### Source extract
If $(x,y) = (2,6)$ then $f(x,y) = 20$, and as $y$ increases above $6$, $f(x,y)$ increases.
To prove this rigorously, let us prove by induction that $$2^{X-1}\gt X+1\tag1$$ for $X\ge 6$.
The base case : $2^{6-1}=32\gt 7=6+1$.
Supposing that $(1)$ holds for some $X$ gives
$$2^{(X+1)-1}=2\cdot 2^{X-1}\gt 2(X+1)=X+X+2\gt (X+1)+1\quad\blacksquare$$
Using $(1)$, we get, for $y\ge 6$,
$$f(2,y+1)-f(2,y)=2(2^{y-1}-y-1)\gt 0$$
If $x \geq 3$ and $y \leq x$ then $f(x,y) < 0$.
$f(x,1)=-2\lt 0$.

### Set task 1
Reproduce word for word the portion of the induction proof starting with "If $(x,y) = (2,6)$" and going on through "then $f(x,y) < 0$.".

### Items
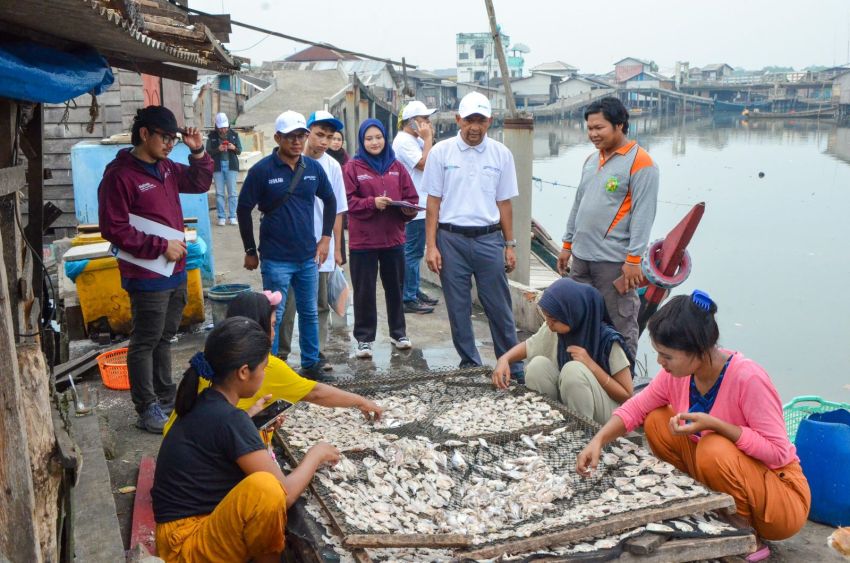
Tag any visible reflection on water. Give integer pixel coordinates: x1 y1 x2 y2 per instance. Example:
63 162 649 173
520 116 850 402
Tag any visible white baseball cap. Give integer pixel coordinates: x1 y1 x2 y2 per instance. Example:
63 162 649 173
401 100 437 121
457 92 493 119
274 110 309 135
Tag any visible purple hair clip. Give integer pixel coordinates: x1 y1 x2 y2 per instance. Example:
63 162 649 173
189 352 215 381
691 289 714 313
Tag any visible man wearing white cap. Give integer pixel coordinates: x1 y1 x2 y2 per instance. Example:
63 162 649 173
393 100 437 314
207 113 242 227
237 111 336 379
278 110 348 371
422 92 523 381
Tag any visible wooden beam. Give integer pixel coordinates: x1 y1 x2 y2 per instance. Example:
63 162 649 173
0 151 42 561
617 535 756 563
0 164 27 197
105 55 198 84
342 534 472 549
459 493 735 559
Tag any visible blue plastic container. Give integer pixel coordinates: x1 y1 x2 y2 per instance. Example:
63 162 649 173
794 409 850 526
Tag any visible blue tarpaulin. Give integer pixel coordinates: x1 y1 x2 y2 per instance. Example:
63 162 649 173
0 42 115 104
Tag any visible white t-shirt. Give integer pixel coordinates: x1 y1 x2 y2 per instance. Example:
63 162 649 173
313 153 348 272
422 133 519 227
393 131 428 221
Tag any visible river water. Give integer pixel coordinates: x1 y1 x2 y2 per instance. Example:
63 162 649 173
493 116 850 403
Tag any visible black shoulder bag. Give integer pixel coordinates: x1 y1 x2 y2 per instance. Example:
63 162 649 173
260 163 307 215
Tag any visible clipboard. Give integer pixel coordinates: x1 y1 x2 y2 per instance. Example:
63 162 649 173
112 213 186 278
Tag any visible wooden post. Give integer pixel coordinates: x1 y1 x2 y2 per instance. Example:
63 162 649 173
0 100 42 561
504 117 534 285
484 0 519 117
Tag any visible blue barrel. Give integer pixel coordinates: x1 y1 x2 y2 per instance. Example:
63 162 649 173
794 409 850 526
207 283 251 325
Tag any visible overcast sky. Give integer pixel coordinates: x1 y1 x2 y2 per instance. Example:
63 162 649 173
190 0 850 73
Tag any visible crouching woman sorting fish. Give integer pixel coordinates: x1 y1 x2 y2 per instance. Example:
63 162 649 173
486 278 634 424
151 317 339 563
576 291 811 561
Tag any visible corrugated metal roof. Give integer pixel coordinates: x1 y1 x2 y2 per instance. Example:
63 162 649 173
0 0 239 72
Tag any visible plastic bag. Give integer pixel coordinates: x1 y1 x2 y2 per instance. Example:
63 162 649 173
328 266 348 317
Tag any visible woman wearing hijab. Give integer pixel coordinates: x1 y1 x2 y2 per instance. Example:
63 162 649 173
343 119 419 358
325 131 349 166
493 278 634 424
--
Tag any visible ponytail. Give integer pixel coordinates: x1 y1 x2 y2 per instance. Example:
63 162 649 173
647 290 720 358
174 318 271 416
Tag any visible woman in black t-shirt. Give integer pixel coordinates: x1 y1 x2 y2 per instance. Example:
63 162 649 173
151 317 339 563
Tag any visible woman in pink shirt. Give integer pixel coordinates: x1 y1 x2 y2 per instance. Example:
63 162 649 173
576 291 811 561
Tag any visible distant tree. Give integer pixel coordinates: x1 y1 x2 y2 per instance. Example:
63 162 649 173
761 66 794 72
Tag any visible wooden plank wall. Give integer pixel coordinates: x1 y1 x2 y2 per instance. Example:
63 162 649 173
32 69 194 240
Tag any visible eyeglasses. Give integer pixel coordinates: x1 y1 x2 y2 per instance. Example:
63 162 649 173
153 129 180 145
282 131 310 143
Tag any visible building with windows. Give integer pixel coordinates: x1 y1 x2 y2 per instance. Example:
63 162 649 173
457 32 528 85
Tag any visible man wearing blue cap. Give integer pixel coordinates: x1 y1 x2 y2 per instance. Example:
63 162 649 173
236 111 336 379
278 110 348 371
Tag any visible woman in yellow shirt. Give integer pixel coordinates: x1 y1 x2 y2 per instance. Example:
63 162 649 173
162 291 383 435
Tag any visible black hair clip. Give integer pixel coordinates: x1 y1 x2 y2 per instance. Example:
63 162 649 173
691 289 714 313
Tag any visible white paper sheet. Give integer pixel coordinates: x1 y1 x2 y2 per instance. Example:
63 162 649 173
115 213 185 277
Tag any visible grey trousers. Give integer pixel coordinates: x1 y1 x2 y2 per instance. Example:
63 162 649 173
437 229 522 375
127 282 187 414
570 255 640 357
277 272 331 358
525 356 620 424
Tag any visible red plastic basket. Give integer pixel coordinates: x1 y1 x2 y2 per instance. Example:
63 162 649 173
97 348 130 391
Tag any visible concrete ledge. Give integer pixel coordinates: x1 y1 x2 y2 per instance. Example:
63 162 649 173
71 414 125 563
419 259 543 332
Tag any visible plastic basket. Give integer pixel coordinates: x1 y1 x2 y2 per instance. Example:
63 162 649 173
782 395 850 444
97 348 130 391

### Set task 2
Quote the entries above, starting with the line with "Tag any visible black hair" and going on through the line with "115 213 185 277".

### Task answer 1
If $(x,y) = (2,6)$ then $f(x,y) = 20$, and as $y$ increases above $6$, $f(x,y)$ increases.
To prove this rigorously, let us prove by induction that $$2^{X-1}\gt X+1\tag1$$ for $X\ge 6$.
The base case : $2^{6-1}=32\gt 7=6+1$.
Supposing that $(1)$ holds for some $X$ gives
$$2^{(X+1)-1}=2\cdot 2^{X-1}\gt 2(X+1)=X+X+2\gt (X+1)+1\quad\blacksquare$$
Using $(1)$, we get, for $y\ge 6$,
$$f(2,y+1)-f(2,y)=2(2^{y-1}-y-1)\gt 0$$
If $x \geq 3$ and $y \leq x$ then $f(x,y) < 0$.

### Task answer 2
Tag any visible black hair clip. Give integer pixel coordinates: x1 y1 x2 y2 per instance. Example:
63 162 649 173
691 289 714 313
Tag any visible white paper sheet. Give integer pixel coordinates: x1 y1 x2 y2 per instance. Example:
63 162 649 173
115 213 185 277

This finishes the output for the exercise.